Output the records exactly, and drop each picture.

________________________

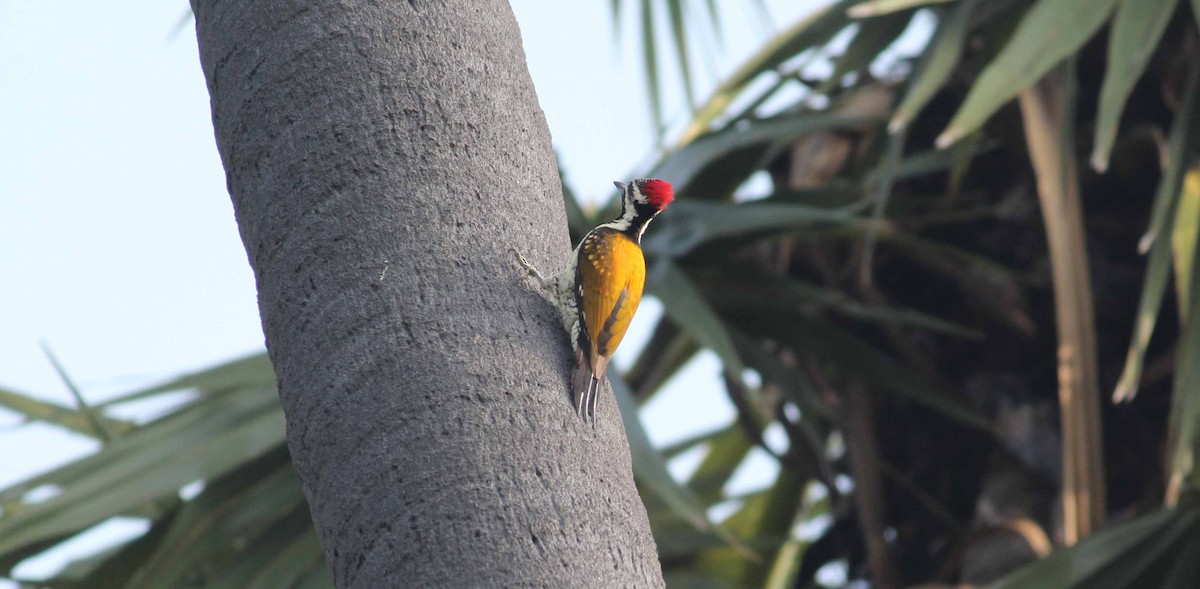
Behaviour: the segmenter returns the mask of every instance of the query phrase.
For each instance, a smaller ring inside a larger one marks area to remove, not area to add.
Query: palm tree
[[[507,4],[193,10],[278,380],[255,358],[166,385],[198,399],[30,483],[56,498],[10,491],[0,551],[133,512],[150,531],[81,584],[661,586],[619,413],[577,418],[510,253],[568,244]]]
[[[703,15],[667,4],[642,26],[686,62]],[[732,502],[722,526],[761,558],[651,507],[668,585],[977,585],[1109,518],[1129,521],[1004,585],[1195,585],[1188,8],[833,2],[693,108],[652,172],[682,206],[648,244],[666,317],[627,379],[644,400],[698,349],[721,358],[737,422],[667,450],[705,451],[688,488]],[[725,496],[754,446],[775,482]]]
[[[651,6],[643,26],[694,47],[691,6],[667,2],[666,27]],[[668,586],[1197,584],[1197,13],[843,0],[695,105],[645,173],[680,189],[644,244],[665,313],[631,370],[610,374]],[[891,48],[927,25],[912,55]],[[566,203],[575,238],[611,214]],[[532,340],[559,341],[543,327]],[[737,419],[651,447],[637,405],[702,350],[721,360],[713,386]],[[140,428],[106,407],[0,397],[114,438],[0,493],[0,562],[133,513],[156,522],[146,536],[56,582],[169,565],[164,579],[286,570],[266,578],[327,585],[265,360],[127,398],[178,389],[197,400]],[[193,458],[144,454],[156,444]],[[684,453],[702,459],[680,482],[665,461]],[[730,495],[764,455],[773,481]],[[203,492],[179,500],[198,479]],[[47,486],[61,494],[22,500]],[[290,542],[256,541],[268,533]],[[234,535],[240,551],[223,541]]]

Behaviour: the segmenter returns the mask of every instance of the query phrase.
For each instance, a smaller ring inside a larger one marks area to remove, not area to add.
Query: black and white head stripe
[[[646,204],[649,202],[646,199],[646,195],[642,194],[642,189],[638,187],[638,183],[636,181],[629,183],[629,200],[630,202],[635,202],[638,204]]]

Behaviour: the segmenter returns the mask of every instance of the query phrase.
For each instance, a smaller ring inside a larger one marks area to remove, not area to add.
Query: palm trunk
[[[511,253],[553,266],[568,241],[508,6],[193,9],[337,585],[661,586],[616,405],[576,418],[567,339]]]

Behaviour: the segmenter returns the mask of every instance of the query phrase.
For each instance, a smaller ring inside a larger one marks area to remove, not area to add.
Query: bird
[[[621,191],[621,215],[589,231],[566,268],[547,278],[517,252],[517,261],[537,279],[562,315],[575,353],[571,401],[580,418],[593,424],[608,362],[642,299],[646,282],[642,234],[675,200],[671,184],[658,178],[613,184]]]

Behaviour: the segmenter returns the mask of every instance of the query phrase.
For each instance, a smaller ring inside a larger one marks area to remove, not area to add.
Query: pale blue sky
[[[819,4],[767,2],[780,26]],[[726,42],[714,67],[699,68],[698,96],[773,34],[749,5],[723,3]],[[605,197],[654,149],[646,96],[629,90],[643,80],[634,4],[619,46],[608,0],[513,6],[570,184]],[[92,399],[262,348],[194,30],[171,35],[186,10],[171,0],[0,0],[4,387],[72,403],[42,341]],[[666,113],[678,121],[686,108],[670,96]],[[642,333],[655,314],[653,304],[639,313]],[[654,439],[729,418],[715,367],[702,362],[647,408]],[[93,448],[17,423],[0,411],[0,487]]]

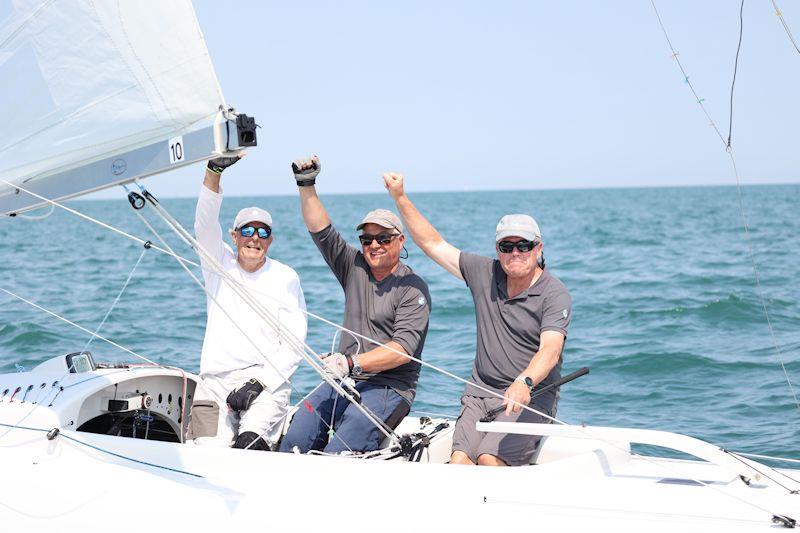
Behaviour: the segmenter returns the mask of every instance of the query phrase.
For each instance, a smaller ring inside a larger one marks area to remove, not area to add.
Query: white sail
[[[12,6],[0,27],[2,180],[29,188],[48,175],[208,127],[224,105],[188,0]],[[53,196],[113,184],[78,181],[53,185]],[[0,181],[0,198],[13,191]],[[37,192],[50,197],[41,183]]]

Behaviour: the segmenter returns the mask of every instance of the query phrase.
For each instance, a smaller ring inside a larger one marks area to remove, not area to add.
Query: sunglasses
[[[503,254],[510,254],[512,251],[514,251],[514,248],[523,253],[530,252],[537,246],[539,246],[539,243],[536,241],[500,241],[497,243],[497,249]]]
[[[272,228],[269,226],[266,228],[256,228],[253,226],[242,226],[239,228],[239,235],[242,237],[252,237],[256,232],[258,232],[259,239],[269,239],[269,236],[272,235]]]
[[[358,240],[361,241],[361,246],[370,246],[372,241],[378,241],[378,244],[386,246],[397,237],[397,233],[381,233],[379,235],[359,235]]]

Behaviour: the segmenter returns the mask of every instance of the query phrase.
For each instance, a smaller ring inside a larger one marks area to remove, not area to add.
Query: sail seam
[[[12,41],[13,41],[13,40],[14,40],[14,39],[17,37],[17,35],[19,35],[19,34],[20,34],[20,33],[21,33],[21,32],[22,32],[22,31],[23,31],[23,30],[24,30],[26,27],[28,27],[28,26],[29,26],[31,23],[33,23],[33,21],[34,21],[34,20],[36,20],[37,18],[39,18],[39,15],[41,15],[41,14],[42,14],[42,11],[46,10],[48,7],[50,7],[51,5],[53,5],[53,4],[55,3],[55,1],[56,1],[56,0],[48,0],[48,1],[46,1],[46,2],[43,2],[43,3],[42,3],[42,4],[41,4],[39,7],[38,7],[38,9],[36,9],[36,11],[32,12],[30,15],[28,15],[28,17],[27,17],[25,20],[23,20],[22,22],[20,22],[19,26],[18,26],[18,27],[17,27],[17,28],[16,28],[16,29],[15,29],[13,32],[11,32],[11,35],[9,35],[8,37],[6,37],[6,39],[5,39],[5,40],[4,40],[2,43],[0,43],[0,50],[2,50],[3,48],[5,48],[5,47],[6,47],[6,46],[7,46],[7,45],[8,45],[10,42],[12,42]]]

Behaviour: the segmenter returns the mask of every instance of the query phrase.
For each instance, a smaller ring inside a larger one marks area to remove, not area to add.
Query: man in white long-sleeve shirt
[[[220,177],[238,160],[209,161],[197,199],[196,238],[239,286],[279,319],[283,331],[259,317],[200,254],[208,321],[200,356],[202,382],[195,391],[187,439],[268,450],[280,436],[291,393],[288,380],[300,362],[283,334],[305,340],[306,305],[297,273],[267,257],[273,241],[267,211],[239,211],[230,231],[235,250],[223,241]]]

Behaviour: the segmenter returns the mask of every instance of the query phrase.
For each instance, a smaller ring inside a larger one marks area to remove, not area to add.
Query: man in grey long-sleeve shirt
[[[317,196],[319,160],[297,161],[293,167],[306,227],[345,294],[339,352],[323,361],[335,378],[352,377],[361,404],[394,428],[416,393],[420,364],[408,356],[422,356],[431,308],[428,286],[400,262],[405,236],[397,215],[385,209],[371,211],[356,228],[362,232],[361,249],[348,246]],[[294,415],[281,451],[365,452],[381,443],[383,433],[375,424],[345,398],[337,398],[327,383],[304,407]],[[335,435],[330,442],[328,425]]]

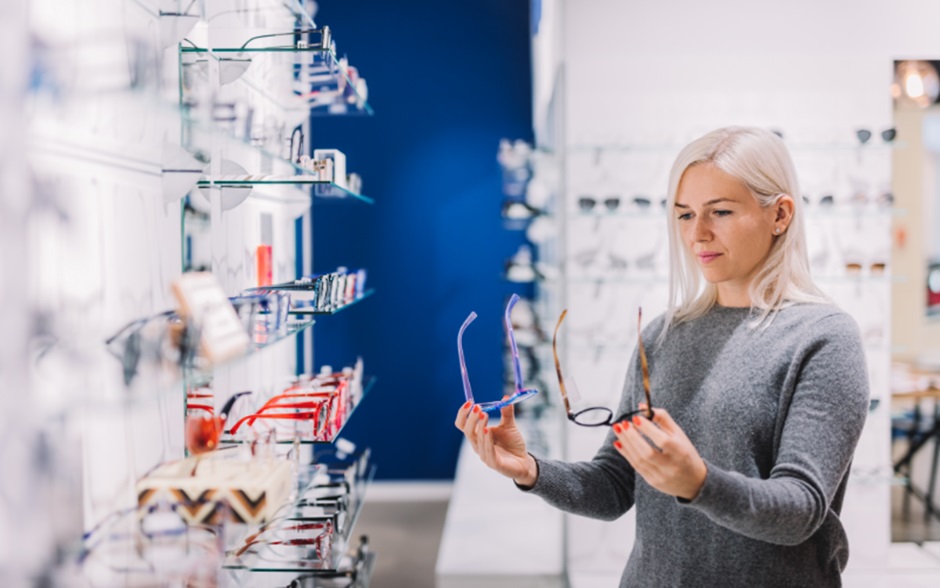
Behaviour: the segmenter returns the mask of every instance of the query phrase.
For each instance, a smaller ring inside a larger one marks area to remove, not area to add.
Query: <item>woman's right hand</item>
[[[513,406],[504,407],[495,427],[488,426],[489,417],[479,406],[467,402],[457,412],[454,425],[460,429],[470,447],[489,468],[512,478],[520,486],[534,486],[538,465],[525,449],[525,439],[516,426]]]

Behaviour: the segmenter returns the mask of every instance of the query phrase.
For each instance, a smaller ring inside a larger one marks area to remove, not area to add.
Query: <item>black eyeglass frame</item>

________________________

- EXERCISE OUTPUT -
Behaviour: the segmenter returns the mask of every instance of the query phrase.
For each instance, a smaller ring inside a larger one marks area to remove, not area to add.
Query: palm tree
[[[507,4],[193,10],[278,380],[255,358],[166,385],[198,399],[30,483],[56,498],[10,491],[0,551],[133,512],[150,531],[81,584],[661,586],[619,413],[577,418],[510,253],[568,244]]]
[[[703,15],[667,4],[642,26],[686,62]],[[732,502],[722,526],[761,558],[651,507],[668,585],[977,585],[1109,518],[1129,521],[1004,585],[1195,585],[1188,8],[833,2],[693,108],[652,172],[682,206],[648,244],[666,317],[627,379],[644,400],[698,349],[721,358],[737,422],[667,450],[705,451],[688,488]],[[725,496],[754,446],[775,482]]]
[[[651,6],[643,26],[694,47],[691,6],[667,2],[666,27]],[[668,586],[1197,584],[1197,13],[843,0],[695,105],[645,173],[680,189],[644,244],[665,313],[631,370],[610,374]],[[891,48],[927,25],[912,55]],[[566,203],[575,238],[611,214]],[[532,340],[559,341],[543,327]],[[737,419],[651,447],[637,405],[702,350],[721,360],[713,386]],[[140,428],[106,407],[0,397],[114,438],[0,493],[0,562],[133,513],[156,522],[146,536],[56,582],[169,565],[164,579],[286,570],[266,578],[327,585],[265,360],[127,398],[178,389],[197,400]],[[193,458],[144,454],[156,444]],[[684,453],[702,459],[680,482],[665,461]],[[730,495],[764,455],[773,481]],[[203,492],[179,500],[198,479]],[[47,486],[61,494],[22,500]],[[290,542],[256,541],[268,533]],[[234,535],[240,551],[223,541]]]

Behaviour: the segmenter returns the mask of every instance of the query phrase.
For each instance, a smaller ring inside a larger one marks area to remove, not area to add.
Query: black and white head stripe
[[[646,204],[649,202],[646,199],[646,195],[642,194],[642,189],[638,187],[638,183],[636,181],[629,183],[629,200],[630,202],[635,202],[638,204]]]

Behaviour: the segmenter returns the mask of every instance of the query phrase.
For each instance, a smaller ring inside a larger one marks area to remove, not area to add.
Query: palm trunk
[[[511,253],[553,266],[568,241],[508,6],[193,9],[337,585],[661,586],[616,405],[576,418],[567,339]]]

Behaviour: the segmenter returns the mask of every instance of the query phrase.
For each instance, a smaller ring inside a larger one marks area to remove, not area to add.
Query: bird
[[[621,191],[621,215],[589,231],[566,268],[547,278],[517,252],[517,261],[537,279],[562,315],[575,353],[571,401],[580,418],[593,424],[608,362],[642,299],[646,282],[642,234],[675,200],[671,184],[658,178],[613,184]]]

Behaviour: the segmenter returns the mask of every instance of the query phrase.
For each instance, a smaller ring inside a larger one marks area to remove, not area to add.
Query: pale blue sky
[[[819,4],[767,2],[780,26]],[[726,42],[714,67],[699,68],[698,96],[773,34],[749,5],[723,3]],[[605,197],[654,149],[646,96],[629,90],[643,80],[634,4],[619,46],[608,0],[513,6],[570,184]],[[92,399],[262,348],[194,30],[171,35],[186,10],[171,0],[0,0],[4,387],[72,403],[42,341]],[[666,113],[678,121],[686,108],[670,96]],[[642,333],[655,314],[653,304],[639,313]],[[654,439],[729,418],[715,367],[702,362],[647,408]],[[93,448],[17,423],[0,411],[0,487]]]

Behaviour: the segmenter returns the mask of every instance of the query phrase.
For each instance, a smaller ring inside a larger one marks area to remove, not area to add.
Query: white sail
[[[12,6],[0,27],[2,180],[29,188],[48,175],[208,127],[224,105],[188,0]],[[53,196],[113,184],[78,181],[53,185]],[[0,181],[0,198],[13,191]],[[37,192],[50,197],[41,183]]]

Behaviour: the segmenter returns the mask of every instance of the query phrase.
For each instance, a smaller ring inside a larger one marks area to remove, not area to add.
Query: sunglasses
[[[503,254],[510,254],[512,251],[514,251],[514,248],[523,253],[530,252],[537,246],[539,246],[539,243],[536,241],[500,241],[497,243],[497,249]]]
[[[272,228],[269,226],[266,228],[256,228],[253,226],[242,226],[239,228],[239,235],[242,237],[252,237],[256,232],[258,232],[259,239],[269,239],[269,236],[272,235]]]
[[[358,240],[361,241],[361,246],[370,246],[372,241],[378,241],[378,244],[386,246],[397,237],[397,233],[381,233],[379,235],[359,235]]]

Behaviour: the segmenter returns the mask of every instance of the query phrase.
For each instance, a smaller ring inside a larger one marks area to remove, not area to add.
Query: sail seam
[[[12,41],[13,41],[13,40],[14,40],[14,39],[17,37],[17,35],[19,35],[19,34],[20,34],[20,33],[21,33],[21,32],[22,32],[22,31],[23,31],[23,30],[24,30],[26,27],[28,27],[28,26],[29,26],[31,23],[33,23],[33,21],[34,21],[34,20],[36,20],[37,18],[39,18],[39,15],[41,15],[41,14],[42,14],[42,11],[46,10],[48,7],[50,7],[51,5],[53,5],[53,4],[55,3],[55,1],[56,1],[56,0],[48,0],[48,1],[46,1],[46,2],[43,2],[43,3],[42,3],[42,4],[41,4],[39,7],[38,7],[38,9],[36,9],[36,11],[32,12],[30,15],[28,15],[28,17],[27,17],[25,20],[23,20],[22,22],[20,22],[19,26],[18,26],[18,27],[17,27],[17,28],[16,28],[16,29],[15,29],[13,32],[11,32],[11,35],[9,35],[8,37],[6,37],[6,39],[5,39],[5,40],[4,40],[2,43],[0,43],[0,50],[2,50],[3,48],[5,48],[5,47],[6,47],[6,46],[7,46],[7,45],[8,45],[10,42],[12,42]]]

Behaviour: the segmenter returns the mask of every instance of the query phrase.
For each instance, a smaller ring inside a larger one marks area to remove, not area to add.
Query: man in white long-sleeve shirt
[[[220,177],[238,160],[209,161],[197,199],[196,238],[239,286],[279,319],[283,331],[259,317],[200,254],[208,321],[200,356],[202,382],[195,391],[187,439],[268,450],[280,436],[291,393],[288,380],[300,362],[283,334],[305,340],[306,305],[297,273],[267,257],[273,241],[267,211],[239,211],[230,231],[235,250],[223,241]]]

Behaviour: the segmenter returns the mask of every instance of the query phrase.
For each instance, a smaller ring inside a larger one marks area to remove, not area to add.
Query: man in grey long-sleeve shirt
[[[317,196],[319,160],[297,161],[293,167],[306,227],[345,294],[339,352],[323,361],[335,378],[352,377],[361,404],[394,428],[416,393],[420,364],[408,356],[422,356],[431,308],[428,286],[400,262],[405,236],[397,215],[385,209],[371,211],[356,228],[362,232],[361,249],[348,246]],[[294,415],[281,451],[365,452],[381,443],[383,433],[375,424],[345,398],[337,398],[327,383],[304,407]],[[335,435],[330,442],[328,425]]]

Behaviour: the segmenter returns the mask of every instance of the query phrase.
For each instance, a smaller ring inside a larger one marks area to remove, not area to add.
Query: <item>woman's right hand</item>
[[[513,406],[504,407],[495,427],[488,426],[489,417],[479,406],[467,402],[457,412],[454,425],[460,429],[470,447],[489,468],[512,478],[520,486],[534,486],[538,465],[525,449],[525,439],[516,426]]]

Behaviour: the segmenter returns the mask of every instance of the query phrase.
For each instance, a smaller ring inside a larger one marks area to remove, not area to add.
Query: <item>black eyeglass frame</item>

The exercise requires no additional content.